In the last set of exercises, we worked on the basic concepts of string manipulation with stringr. In this one we will go further into hacking strings universe and learn how to use stringi package.Note that stringi acts as a backend of stringr but have many more useful string manipulation functions compared to stringr and one should really know stringi for text manipulation .
Answers to the exercises are available here.
If you obtained a different (correct) answer than those listed on the solutions page, please feel free to post your answer as a comment on that page.
create two strings
c1 <- "a quick brown fox jumps over a lazy dog"
c2 <- "a quick brown fox jump over a lazy dog"
Now stringi comes with many functions and wrappers around functions to check if two string are equivalent. Check if they are equivalent with
stri_compare, %s<=% and try to reason about the answers.
How would you find no of words in c1 and c2 . Its pretty easy with stringi.Find it out .
Similarly How would you find all words in c1 and c2 . Again its pretty straight forward with stringi.Find it out .
Lets say you have a vector which contains famous mathematicians
genius <- c(Godel,Hilbert,Cantor,Gauss, Godel, Fermet,Gauss)
Find the duplications .
Find the number of characters in genius vector by stri function.
Its important to keep the character’s of a set of strings in same encoding .Suppose you have a vector
Genius1 <- c("Godel","Hilbert","Cantor","Gauss", "Gödel", "Fermet","Gauss")
Now basically Godel and Gödel are same person but the encoding of the characters are different . but if you try to compare them in a naive way they will act as different .So for the sake of consistency,we should really translate it to similar encoding .Find it how .
Hint – use “Latin-ASCII” transliterator in stri_trans* like function.
How do we collapse the LETTER vector in R such that it looks like this
Suppose you have a string of words like c1 that we have created earlier . You might want to know the starting and end index of the first word, last word.which is obvious for start index of first word and last word but not so obvious for the end index of first word and start index of last word. How would you find this .
Suppose I have a string
pun <- "A statistician can have his head in an oven and his feet in ice, and he will say that on the average he feels fine"
Suppose I want to replace statistician and average with mathematician and median in the string pun .How can I achieve that .
Hint -use a stri_replace* method.
My string x is like
x <- "I AM SAM. I AM SAM. SAM I AM"
replace last SAM with ADAM.

### TASK LIST
(a) List each distinct name in the lowercase genius vector from the stringi exercise page, in the order the names first appear.
(b) Copy the stringi exercise page starting at "create two strings" and ending at "about the answers.", swapping "lazy" for "sleepy".

### GIVEN INFORMATION
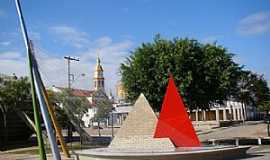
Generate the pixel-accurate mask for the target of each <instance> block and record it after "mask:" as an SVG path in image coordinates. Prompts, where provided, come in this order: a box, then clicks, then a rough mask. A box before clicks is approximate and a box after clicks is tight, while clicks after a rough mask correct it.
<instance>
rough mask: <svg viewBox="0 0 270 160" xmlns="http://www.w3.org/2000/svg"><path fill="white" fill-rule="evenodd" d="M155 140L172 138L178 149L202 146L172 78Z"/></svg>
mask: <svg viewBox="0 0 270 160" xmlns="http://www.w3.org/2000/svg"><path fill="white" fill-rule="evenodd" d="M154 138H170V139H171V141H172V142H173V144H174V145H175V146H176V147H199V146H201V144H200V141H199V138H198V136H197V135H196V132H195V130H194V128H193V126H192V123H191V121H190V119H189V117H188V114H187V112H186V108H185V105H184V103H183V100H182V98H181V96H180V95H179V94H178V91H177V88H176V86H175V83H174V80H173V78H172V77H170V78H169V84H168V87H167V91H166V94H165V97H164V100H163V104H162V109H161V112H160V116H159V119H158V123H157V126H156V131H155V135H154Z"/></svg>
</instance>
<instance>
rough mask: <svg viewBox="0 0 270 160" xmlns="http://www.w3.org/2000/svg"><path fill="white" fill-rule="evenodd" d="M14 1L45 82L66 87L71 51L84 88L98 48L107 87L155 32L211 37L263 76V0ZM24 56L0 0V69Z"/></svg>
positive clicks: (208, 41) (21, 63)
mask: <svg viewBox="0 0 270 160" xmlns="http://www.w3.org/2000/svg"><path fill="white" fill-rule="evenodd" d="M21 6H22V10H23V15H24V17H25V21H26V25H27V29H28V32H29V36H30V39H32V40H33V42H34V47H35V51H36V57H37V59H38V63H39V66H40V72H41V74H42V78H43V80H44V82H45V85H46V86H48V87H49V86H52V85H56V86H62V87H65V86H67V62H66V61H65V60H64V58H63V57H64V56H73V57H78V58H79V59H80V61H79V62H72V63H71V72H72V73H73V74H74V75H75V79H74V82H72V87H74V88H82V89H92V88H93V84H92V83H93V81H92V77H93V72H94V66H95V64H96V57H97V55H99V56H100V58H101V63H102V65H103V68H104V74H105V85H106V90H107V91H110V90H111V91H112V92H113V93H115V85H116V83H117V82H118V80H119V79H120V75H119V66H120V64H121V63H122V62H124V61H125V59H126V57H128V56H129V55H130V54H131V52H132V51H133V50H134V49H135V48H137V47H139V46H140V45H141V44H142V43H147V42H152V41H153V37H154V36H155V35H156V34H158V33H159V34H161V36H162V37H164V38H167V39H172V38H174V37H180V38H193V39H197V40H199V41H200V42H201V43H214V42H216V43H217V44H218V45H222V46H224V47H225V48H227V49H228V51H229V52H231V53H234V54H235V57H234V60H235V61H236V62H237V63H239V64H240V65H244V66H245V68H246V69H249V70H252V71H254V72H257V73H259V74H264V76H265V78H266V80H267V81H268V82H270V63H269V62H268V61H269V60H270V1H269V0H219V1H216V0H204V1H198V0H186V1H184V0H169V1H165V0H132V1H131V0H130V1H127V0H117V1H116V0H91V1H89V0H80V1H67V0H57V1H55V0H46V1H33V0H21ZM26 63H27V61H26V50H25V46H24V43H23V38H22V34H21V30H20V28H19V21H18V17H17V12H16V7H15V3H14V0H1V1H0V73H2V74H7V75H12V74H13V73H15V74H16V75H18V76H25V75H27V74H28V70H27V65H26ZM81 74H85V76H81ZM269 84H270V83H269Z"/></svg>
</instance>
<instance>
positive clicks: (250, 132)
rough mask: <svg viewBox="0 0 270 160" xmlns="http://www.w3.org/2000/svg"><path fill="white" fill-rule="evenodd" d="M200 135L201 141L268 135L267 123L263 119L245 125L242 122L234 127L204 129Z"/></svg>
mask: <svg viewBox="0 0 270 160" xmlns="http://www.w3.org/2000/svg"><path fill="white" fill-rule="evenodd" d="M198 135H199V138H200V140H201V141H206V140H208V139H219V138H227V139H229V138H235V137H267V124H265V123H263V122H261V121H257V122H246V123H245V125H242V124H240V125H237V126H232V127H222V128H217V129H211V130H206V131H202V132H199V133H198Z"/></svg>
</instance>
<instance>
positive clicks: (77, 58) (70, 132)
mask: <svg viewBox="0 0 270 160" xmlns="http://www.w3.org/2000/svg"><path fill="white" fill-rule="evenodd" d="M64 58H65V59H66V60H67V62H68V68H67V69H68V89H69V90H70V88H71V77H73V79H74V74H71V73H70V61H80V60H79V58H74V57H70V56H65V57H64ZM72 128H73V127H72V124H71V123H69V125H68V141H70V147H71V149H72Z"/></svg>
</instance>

### RESULTS IN ORDER
(a) Godel, Hilbert, Cantor, Gauss, Fermet

(b)
create two strings
c1 <- "a quick brown fox jumps over a sleepy dog"
c2 <- "a quick brown fox jump over a sleepy dog"
Now stringi comes with many functions and wrappers around functions to check if two string are equivalent. Check if they are equivalent with
stri_compare, %s<=% and try to reason about the answers.